Mata H, Gongora J, Eizirik E, Alves BM, Soares MA, Ravazzolo AP - Retrovirology (2015)

Bottom Line: We also compared them with publicly available genomic sequences of Felis catus and Panthera tigris, as well as with representatives of other vertebrate groups, and performed phylogenetic and molecular dating analyses to investigate the pattern and timing of diversification of these retroviral elements.Finally, our phylogenetic analyses indicate the presence of a genetically divergent group of sequences whose position in our phylogenetic tree was difficult to establish confidently relative to known retroviruses, and another lineage identified as ERVs belonging to class II.Our findings highlight the importance of additional studies on the role of ERVs in the genome landscaping of other carnivore species.

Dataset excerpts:
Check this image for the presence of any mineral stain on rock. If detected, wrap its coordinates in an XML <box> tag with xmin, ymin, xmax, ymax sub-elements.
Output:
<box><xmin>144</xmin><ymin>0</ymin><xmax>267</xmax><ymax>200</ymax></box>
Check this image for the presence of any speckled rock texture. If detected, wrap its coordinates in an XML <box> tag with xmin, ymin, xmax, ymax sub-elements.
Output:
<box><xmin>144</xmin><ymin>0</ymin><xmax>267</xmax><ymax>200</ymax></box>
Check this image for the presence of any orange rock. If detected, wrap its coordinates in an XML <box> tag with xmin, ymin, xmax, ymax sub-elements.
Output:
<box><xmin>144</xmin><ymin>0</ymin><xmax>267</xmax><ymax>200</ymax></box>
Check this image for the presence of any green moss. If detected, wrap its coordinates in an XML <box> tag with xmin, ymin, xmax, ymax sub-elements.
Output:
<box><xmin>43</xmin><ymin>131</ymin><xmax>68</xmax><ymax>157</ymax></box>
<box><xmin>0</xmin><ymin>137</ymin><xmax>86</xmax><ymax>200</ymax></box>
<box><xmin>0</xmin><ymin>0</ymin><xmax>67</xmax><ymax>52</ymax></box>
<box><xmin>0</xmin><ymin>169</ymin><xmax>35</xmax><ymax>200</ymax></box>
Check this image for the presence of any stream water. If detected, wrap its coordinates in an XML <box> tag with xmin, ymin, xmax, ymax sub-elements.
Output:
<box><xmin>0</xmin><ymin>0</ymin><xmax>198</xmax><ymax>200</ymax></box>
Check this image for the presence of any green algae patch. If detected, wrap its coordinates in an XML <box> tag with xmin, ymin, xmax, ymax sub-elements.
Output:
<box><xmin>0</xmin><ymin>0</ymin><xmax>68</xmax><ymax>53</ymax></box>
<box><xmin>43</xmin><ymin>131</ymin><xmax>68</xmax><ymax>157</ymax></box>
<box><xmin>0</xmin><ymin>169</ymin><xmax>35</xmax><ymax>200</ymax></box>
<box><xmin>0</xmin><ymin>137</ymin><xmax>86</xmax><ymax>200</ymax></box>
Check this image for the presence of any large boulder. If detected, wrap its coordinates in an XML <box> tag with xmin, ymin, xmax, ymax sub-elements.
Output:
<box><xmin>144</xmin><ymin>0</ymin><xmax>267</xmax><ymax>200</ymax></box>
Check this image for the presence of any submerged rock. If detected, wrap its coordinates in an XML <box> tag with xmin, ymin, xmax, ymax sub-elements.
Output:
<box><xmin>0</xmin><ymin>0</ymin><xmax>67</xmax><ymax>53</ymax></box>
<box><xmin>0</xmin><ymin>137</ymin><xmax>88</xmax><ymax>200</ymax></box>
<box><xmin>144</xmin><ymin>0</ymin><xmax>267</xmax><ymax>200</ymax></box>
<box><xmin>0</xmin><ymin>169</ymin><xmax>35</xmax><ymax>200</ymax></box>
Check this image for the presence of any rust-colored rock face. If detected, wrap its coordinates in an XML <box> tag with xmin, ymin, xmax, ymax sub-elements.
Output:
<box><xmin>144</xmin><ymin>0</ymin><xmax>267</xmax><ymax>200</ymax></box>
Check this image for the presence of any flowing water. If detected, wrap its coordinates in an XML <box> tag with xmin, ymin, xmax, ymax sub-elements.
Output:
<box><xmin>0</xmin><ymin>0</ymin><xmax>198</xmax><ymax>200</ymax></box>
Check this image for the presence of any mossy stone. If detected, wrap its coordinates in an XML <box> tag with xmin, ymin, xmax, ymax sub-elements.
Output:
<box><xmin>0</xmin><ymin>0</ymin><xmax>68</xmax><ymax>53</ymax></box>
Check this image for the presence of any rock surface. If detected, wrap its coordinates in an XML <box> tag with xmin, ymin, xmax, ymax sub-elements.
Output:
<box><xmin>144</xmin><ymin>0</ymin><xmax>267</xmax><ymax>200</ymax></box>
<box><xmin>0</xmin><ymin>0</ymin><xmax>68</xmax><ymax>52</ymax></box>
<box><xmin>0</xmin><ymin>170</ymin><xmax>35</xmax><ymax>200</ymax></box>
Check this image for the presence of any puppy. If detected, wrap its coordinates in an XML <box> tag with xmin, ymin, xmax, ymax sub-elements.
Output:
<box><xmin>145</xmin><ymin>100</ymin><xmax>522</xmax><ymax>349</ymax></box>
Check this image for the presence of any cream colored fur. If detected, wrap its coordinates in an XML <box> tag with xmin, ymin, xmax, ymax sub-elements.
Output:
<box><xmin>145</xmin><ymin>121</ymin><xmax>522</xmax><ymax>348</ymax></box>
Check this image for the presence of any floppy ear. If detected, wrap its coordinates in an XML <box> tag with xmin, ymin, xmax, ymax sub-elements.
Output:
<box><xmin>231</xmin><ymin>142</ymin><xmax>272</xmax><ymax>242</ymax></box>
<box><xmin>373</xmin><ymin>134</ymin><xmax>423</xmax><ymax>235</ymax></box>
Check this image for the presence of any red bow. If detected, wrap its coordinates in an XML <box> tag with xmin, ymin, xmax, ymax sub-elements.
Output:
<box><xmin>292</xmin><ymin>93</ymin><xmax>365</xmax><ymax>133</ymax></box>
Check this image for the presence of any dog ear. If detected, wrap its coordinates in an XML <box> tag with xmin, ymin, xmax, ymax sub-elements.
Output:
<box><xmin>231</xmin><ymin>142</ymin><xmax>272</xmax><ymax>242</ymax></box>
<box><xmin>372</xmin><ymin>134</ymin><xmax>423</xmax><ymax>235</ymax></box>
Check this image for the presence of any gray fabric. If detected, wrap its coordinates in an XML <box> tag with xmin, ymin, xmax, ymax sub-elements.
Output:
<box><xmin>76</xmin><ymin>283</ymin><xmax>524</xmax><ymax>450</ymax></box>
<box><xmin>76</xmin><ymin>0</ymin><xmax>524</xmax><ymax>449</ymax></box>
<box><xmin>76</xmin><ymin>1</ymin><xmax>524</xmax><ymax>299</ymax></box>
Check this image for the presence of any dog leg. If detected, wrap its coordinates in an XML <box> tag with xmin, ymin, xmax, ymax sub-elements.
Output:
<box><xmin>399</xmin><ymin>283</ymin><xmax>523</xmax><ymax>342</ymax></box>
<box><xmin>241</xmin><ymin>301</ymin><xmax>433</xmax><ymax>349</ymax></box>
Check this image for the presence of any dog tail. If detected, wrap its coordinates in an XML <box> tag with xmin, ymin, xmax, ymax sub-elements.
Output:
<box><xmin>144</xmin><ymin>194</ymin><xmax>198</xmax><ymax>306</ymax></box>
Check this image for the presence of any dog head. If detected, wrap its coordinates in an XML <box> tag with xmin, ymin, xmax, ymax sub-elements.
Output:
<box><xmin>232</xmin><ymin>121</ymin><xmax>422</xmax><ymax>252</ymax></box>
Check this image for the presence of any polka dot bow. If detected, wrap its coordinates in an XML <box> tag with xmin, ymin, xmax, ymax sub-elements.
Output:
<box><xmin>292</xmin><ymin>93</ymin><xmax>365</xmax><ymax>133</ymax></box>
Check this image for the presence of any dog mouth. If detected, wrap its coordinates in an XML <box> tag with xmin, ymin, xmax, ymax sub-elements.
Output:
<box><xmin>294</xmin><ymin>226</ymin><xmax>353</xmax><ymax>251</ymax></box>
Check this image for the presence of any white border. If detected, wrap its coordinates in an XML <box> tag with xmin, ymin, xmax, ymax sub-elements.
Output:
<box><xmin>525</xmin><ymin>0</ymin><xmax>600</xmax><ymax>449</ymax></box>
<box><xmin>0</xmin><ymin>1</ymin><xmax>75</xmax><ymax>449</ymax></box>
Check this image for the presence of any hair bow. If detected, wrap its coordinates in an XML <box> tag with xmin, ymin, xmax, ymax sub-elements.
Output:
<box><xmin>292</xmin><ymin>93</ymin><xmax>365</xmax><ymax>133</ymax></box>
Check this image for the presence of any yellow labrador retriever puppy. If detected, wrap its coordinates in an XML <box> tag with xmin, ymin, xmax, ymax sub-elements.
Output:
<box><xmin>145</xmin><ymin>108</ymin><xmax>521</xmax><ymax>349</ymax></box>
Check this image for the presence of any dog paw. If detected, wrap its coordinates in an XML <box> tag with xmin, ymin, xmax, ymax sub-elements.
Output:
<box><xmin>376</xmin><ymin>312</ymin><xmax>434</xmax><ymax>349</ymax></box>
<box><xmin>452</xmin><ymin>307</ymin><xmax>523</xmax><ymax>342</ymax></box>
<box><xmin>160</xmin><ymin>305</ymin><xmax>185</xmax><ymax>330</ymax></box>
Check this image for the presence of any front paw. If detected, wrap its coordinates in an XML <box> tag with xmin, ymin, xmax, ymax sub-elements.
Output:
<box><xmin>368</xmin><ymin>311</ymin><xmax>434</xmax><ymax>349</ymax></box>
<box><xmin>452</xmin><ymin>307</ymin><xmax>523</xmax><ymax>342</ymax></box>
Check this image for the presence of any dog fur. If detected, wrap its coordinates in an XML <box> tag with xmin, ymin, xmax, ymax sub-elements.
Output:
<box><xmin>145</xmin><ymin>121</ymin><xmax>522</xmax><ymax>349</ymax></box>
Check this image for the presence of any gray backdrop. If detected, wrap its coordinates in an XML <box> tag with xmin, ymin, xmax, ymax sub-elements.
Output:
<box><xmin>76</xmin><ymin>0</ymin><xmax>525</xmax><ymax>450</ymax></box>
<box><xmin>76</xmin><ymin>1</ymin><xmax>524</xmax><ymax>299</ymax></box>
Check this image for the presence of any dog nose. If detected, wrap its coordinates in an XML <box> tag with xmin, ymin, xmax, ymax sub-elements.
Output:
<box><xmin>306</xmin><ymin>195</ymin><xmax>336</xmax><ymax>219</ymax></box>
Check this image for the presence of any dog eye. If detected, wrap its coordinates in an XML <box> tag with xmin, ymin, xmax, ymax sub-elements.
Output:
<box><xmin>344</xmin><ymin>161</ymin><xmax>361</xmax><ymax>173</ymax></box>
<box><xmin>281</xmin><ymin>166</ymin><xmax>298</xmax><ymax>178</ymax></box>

Study questions →
1. In the retrovirus summary above, what was the purpose of the phylogenetic and molecular dating analyses? Answer in one to three sentences.
2. Continue the retrovirus summary above, starting right after its last sentence.

Answers to the exercise →
1. The analyses were done to investigate the pattern and timing of diversification of these retroviral elements.

2.
View Article: PubMed Central - PubMed

ABSTRACT

Background: Endogenous retroviruses (ERVs) are genetic elements with a retroviral origin that are integrated into vertebrate genomes. In felids (Mammalia, Carnivora, Felidae), ERVs have been described mostly in the domestic cat, and only rarely in wild species. To gain insight into the origins and evolutionary dynamics of endogenous retroviruses in felids, we have identified and characterized partial pro/pol ERV sequences from eight Neotropical wild cat species, belonging to three distinct lineages of Felidae. We also compared them with publicly available genomic sequences of Felis catus and Panthera tigris, as well as with representatives of other vertebrate groups, and performed phylogenetic and molecular dating analyses to investigate the pattern and timing of diversification of these retroviral elements.

Results: We identified a high diversity of ERVs in the sampled felids, with a predominance of Gammaretrovirus-related sequences, including class I ERVs. Our data indicate that the identified ERVs arose from at least eleven horizontal interordinal transmissions from other mammals. Furthermore, we estimated that the majority of the Gamma-like integrations took place during the diversification of modern felids. Finally, our phylogenetic analyses indicate the presence of a genetically divergent group of sequences whose position in our phylogenetic tree was difficult to establish confidently relative to known retroviruses, and another lineage identified as ERVs belonging to class II.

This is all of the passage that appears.